• **Records for this exercise**

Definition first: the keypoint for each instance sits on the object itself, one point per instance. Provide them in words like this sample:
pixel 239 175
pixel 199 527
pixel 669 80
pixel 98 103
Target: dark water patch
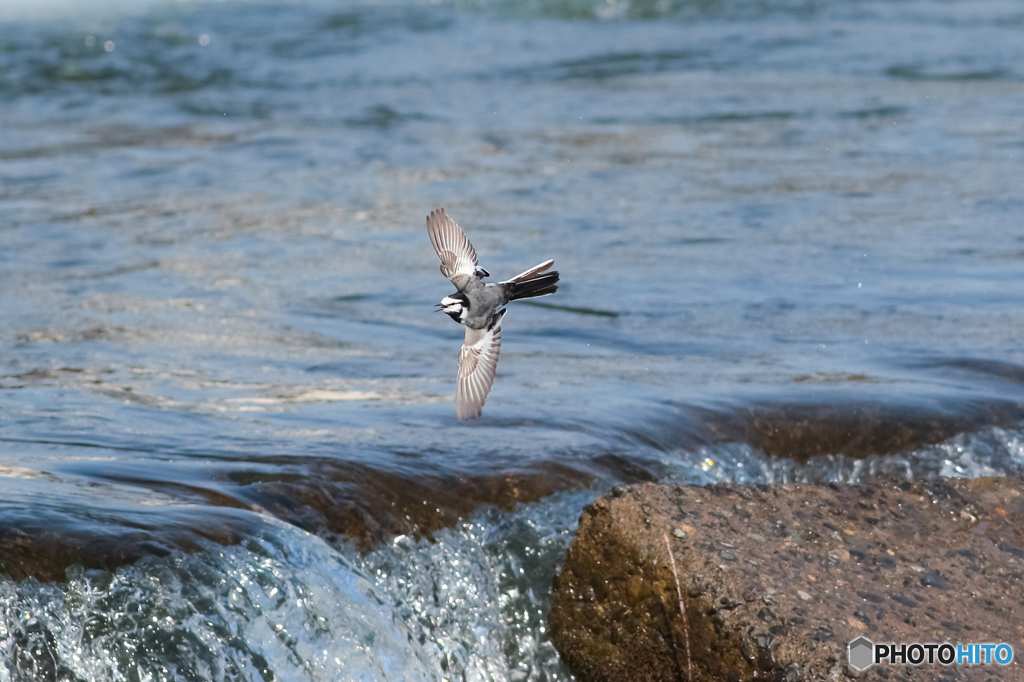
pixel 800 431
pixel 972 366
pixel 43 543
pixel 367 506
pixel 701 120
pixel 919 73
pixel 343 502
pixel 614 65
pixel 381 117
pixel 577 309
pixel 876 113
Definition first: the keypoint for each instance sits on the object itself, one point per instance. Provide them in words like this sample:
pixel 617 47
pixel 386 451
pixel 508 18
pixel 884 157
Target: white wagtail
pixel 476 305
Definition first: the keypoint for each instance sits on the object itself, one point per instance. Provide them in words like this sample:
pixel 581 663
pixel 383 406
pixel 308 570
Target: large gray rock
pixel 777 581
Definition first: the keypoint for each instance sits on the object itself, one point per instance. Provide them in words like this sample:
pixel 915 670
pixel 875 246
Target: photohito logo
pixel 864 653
...
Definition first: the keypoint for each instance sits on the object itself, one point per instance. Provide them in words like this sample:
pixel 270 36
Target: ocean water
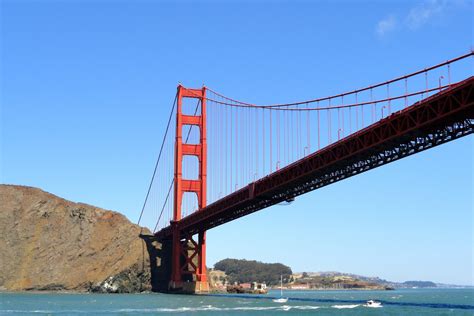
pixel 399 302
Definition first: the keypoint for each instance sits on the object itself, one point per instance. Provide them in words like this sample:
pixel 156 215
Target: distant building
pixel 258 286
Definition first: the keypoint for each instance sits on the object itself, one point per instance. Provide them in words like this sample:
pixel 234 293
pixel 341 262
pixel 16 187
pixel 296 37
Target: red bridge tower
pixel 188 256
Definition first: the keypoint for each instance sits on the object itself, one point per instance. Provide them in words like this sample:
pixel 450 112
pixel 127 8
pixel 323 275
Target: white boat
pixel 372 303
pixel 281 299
* * *
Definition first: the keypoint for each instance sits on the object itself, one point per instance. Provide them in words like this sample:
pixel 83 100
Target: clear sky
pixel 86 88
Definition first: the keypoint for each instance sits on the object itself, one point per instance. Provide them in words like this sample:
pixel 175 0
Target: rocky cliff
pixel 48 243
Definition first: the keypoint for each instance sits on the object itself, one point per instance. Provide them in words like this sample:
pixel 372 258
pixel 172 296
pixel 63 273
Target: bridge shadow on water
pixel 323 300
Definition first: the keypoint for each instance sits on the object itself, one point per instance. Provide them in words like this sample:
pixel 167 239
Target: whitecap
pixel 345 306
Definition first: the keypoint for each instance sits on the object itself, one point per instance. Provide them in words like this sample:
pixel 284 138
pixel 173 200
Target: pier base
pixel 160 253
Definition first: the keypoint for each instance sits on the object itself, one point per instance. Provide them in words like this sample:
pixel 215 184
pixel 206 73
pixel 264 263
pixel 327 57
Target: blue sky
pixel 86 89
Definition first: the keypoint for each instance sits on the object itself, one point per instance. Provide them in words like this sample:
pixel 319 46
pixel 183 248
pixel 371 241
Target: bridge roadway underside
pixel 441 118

• **What to work on**
Find every line in the material above that contains the word "water", and copy each of those lines in full.

• **Exercise answer**
Target: dark water patch
Target: ocean water
Target: bridge shadow on water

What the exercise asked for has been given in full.